## What is expected
Scan the records that follow, and whenever a line has the word "portrait", copy it.

──────────────────────────────

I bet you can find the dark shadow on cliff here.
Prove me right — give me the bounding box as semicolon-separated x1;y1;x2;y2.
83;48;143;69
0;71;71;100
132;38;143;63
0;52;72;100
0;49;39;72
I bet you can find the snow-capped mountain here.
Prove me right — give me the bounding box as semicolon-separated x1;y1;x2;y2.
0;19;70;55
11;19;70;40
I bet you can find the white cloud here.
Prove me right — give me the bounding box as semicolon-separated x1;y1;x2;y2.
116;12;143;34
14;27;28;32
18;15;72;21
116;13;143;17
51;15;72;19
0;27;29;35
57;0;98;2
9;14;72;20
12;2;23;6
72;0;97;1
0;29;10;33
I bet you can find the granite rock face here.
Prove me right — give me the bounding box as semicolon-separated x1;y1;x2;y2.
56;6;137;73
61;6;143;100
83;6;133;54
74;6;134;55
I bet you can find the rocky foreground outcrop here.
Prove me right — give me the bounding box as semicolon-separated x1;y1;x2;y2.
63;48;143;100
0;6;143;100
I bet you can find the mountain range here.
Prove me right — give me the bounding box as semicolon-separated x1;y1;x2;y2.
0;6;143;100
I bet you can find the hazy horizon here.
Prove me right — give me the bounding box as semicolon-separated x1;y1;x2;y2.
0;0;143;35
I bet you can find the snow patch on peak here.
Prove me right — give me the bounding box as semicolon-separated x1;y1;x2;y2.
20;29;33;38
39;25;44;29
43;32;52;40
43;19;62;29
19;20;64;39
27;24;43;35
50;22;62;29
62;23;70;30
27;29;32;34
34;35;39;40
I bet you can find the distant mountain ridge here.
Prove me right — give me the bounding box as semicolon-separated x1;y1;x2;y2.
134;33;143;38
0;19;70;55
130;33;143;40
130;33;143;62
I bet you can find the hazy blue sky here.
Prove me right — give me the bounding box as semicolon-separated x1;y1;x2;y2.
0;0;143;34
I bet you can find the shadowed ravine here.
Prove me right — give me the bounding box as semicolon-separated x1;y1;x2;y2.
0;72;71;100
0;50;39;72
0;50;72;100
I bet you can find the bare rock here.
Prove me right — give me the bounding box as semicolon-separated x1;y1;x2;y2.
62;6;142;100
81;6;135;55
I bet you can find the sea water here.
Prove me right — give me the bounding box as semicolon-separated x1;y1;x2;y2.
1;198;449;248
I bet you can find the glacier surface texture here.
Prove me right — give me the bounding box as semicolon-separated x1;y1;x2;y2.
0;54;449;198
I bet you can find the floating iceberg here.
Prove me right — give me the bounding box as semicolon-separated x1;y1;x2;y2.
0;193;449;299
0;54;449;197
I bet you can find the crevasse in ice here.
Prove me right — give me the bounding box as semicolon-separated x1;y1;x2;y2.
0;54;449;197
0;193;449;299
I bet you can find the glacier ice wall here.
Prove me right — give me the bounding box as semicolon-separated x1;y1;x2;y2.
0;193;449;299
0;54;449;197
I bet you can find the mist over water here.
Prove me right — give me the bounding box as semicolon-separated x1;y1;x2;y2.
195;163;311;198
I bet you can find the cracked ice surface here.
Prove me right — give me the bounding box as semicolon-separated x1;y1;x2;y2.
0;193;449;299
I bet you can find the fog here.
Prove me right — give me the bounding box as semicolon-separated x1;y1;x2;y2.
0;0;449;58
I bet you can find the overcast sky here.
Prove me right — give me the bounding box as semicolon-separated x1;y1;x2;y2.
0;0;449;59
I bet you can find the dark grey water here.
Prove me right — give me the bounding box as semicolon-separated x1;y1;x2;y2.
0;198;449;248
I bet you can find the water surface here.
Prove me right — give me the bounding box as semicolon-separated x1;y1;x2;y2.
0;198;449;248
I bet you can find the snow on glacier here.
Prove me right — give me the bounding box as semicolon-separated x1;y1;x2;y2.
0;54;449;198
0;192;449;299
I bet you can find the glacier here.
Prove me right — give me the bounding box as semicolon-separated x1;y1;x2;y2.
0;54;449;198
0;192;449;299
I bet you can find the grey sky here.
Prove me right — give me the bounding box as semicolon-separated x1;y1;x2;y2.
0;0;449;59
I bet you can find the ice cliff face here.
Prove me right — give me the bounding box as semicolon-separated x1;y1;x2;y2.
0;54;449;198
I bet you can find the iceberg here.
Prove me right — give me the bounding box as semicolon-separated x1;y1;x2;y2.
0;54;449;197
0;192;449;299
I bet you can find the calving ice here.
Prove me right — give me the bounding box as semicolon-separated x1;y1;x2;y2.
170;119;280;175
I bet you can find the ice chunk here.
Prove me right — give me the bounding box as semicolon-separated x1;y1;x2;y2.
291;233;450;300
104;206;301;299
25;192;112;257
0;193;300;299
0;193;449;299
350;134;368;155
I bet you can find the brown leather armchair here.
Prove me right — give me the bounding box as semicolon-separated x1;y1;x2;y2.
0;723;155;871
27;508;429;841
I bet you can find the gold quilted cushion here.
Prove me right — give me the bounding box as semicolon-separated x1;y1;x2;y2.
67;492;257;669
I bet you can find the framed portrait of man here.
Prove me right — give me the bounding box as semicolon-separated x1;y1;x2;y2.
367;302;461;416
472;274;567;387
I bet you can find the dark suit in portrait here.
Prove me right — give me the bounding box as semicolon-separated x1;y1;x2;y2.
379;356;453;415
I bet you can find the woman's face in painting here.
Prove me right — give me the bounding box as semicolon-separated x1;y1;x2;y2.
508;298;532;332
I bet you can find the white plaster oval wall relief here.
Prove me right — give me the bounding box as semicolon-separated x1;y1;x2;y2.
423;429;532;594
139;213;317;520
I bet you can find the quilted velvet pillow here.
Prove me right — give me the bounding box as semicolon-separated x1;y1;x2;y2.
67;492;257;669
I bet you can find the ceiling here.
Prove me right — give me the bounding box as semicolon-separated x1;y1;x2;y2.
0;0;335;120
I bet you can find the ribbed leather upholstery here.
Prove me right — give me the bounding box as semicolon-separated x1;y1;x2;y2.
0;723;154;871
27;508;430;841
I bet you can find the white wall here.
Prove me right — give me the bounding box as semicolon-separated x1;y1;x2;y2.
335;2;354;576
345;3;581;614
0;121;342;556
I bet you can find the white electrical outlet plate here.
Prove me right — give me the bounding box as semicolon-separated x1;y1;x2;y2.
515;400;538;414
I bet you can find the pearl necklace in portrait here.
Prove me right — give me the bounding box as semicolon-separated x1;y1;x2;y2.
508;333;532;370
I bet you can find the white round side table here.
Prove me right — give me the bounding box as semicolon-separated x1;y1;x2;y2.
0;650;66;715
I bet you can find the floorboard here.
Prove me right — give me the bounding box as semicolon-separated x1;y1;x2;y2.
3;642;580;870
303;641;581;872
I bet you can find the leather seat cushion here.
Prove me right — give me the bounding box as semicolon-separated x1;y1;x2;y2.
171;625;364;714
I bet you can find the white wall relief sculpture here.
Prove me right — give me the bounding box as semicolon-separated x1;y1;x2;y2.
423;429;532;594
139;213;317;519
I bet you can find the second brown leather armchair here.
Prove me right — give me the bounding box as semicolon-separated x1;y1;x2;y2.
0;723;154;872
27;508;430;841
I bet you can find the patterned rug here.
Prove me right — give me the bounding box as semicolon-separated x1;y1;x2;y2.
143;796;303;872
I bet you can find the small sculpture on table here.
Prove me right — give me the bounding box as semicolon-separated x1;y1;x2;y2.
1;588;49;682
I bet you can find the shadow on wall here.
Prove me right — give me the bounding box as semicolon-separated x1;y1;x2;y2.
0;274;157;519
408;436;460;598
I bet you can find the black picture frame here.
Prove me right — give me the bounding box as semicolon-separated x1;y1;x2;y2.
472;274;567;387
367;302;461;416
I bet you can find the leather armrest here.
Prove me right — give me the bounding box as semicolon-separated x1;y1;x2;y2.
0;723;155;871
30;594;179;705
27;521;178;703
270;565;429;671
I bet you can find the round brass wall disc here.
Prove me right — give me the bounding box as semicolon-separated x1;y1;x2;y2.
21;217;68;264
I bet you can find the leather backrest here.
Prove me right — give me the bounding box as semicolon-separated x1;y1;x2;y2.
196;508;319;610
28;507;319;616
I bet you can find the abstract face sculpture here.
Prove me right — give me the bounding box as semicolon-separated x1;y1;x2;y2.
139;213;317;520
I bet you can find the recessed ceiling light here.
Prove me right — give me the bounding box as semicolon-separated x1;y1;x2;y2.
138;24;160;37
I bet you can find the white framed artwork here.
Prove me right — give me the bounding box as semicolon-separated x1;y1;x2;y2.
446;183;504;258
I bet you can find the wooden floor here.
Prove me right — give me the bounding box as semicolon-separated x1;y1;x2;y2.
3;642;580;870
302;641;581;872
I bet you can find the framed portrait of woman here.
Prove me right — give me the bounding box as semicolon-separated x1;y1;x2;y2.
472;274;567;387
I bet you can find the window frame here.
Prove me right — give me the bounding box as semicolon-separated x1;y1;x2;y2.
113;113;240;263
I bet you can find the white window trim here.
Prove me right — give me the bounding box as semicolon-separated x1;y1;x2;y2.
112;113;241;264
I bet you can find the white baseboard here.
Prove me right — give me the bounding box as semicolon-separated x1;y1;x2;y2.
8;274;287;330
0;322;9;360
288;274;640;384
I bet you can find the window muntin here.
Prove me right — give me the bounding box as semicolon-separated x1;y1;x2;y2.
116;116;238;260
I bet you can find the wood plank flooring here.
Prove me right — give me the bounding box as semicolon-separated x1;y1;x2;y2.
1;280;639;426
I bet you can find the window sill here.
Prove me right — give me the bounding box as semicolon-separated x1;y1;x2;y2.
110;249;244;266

──────────────────────────────

## Answer space
I bet you can find the framed portrait of man here.
I bet you can find the dark suit in portrait here.
I bet you can find the pearl necklace in portrait here.
I bet you can find the framed portrait of woman here.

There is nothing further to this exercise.